## BEGIN Dataset excerpts
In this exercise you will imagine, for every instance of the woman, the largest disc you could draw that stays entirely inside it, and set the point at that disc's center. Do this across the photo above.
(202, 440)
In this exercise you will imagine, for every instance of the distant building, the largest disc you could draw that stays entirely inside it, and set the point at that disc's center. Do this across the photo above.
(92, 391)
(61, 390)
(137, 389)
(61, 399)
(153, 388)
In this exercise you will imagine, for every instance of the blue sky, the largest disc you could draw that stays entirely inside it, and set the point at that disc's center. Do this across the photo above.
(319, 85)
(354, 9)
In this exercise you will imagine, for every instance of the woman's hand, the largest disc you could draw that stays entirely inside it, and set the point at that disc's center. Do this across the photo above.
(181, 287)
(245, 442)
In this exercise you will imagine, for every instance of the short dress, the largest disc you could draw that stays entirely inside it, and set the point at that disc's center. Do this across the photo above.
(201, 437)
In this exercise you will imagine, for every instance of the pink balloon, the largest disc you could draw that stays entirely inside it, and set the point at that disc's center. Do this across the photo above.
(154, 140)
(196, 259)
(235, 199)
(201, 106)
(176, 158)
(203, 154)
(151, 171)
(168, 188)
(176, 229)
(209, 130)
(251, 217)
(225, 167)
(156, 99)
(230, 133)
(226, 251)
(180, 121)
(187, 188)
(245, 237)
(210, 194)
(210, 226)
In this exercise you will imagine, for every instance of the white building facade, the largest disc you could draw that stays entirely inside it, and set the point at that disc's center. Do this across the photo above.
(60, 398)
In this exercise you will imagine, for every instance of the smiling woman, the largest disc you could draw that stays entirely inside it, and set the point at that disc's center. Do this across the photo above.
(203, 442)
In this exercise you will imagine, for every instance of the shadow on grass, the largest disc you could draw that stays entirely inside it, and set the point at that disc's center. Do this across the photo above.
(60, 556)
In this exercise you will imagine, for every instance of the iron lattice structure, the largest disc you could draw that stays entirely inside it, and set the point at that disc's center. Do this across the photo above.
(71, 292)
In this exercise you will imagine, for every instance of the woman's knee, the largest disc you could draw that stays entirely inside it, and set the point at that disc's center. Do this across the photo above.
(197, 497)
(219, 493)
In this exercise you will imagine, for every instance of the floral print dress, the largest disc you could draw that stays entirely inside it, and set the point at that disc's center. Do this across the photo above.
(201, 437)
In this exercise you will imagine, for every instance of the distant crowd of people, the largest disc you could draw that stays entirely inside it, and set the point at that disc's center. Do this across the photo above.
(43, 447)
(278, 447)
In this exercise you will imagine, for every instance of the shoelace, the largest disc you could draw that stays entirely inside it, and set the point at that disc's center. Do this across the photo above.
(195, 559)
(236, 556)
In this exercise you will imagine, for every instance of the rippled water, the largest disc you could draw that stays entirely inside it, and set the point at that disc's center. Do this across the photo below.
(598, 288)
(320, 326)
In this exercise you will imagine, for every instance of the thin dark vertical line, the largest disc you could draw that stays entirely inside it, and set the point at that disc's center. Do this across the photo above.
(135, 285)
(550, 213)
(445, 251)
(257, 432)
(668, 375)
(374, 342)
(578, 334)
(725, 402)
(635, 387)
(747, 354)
## END Dataset excerpts
Stated goal »
Reproduce all of the items above word for word, from the first through the last.

Task solution »
In this exercise you will imagine, for every instance of the woman, the largest disc you could draw that stays entirely inside it, and set the point at that disc's center. Do this across the photo above.
(202, 440)
In this exercise you will imagine, for every instance of the distant building, the largest disc you could draw that stays entirely inside it, and set the point at that disc's center. Do this across the photo above.
(92, 391)
(61, 390)
(137, 389)
(61, 399)
(153, 388)
In this exercise you will imagine, for every instance of the blue sky, the largest disc you could draw that stays entirely inside it, and set the point at that disc's center. Do this across the photo above.
(319, 85)
(354, 9)
In this exercise you will imagine, for every instance of the woman's hand, the largest disc you could draw that stays entirely inside it, and set the point at that disc's center. Do this across the photo above.
(181, 287)
(245, 442)
In this exercise you will imagine, for every instance of the short dress, the largest disc you could draw that stays entirely inside it, and set the point at that disc's center. Do this across the photo above.
(201, 437)
In this exercise you will imagine, for every instance of the pink balloon, the largest disc you could draw that stays entirely inside it, and set the point at that disc's center. Do this across the photo above.
(154, 140)
(196, 259)
(235, 199)
(201, 106)
(176, 158)
(203, 154)
(151, 171)
(168, 188)
(176, 229)
(209, 130)
(251, 217)
(225, 167)
(156, 99)
(230, 133)
(226, 251)
(180, 121)
(187, 188)
(245, 237)
(210, 194)
(210, 226)
In this exercise you will imagine, for every instance of the white building facade, the largest disc you could draw that stays entirely inside it, and set the point at that disc's center. Do this across the photo above.
(60, 398)
In this exercise you will imagine, for every instance of the smiling woman, the largest disc you could draw that stays entirely inside it, and set the point at that disc's center. Do this across the photo above.
(203, 442)
In this exercise you will imagine, for every instance of the shadow on grass, the largest disc you could draw that stays entirely inside it, and set the point at that disc's center. Do this across the photo above.
(60, 556)
In this exercise you will imagine, for every instance of the iron lattice structure, the largest disc you could draw that stays entirely inside it, and set the point at that disc's center. Do this across the photo above.
(71, 292)
In this exercise you will imagine, for every instance of the woman's knee, the largest disc you could draw that stays entirely inside it, and set the point at that disc's center. Do this across the photo above.
(197, 497)
(219, 493)
In this exercise you will imagine, for every instance of the floral print dress, the largest disc you could draw that stays entirely inside it, and set the point at that disc's center. Do this across the photo above.
(201, 437)
In this exercise you will imagine, for every instance of the distant crowd of people, the largest disc you could draw that stays entirely inside it, and set the point at that disc's center. Do this across the photo above.
(43, 447)
(278, 447)
In this exercise you will imagine, for every instance of the shoelace, the largest disc you could draw that stays entirely inside it, and set the point at that disc's center. Do this across the photo above.
(195, 559)
(236, 556)
In this exercise you will imagine, for every instance of the rippled water, the largest disc you could draw that stays entirely inside it, and set the point at that disc's center. Do this across the photo below.
(598, 288)
(320, 326)
In this exercise you will imagine, for every instance of the thin dark vertical line, the largest disc you could draw that stays entirely inside it, and set the point at that disc's center. Do this across the photo above.
(135, 285)
(550, 213)
(445, 251)
(257, 432)
(668, 375)
(374, 342)
(578, 334)
(725, 402)
(635, 387)
(747, 354)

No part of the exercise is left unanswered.